**TO DO**
Reproduce the material from the line that contains "Task: identify the white painted" through the line that contains "(1110, 133)", including both of those lines and keeping the request lines unchanged. Multiply every coordinate in the answers by 1.7 and round each result to a whole number, with halves rounding up.

# # # #

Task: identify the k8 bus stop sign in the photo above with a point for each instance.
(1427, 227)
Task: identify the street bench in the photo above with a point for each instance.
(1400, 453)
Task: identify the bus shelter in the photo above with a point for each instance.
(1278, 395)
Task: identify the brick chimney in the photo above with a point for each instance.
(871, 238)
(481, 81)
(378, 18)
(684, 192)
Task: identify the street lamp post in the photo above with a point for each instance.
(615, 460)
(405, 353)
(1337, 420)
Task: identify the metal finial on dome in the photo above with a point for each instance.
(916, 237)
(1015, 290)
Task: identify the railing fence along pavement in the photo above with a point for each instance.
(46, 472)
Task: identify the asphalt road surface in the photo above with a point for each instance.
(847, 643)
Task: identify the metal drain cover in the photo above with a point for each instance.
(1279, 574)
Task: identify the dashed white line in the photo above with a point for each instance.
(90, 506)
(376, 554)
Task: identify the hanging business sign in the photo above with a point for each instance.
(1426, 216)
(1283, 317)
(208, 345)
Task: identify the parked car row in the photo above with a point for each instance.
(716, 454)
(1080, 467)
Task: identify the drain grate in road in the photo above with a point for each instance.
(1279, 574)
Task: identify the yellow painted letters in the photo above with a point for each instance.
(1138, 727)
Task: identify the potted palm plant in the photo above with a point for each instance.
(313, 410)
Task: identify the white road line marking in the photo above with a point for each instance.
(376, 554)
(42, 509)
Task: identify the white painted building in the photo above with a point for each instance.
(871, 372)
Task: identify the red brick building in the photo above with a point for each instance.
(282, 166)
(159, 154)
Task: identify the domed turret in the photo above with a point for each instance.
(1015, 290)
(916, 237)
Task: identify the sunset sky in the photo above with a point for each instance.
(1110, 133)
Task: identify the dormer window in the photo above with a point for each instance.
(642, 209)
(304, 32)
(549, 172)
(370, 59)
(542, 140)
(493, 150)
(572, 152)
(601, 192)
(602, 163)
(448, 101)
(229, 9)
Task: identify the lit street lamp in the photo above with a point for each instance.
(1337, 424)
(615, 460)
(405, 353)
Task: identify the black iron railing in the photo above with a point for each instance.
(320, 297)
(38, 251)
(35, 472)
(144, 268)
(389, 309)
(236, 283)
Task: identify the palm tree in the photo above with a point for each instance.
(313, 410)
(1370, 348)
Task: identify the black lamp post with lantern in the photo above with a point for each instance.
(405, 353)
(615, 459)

# # # #

**ANSWER TO THIS PROBLEM**
Task: identify the white painted building in the photo above with a point for each instance.
(1481, 632)
Task: identify the red brick building in the photo above with a point for each instance.
(479, 282)
(270, 262)
Task: identify the domed turret in the photo above with a point for each instance.
(1726, 493)
(1557, 403)
Task: identify the sunset sky in the photo above with a point for each instance.
(1887, 226)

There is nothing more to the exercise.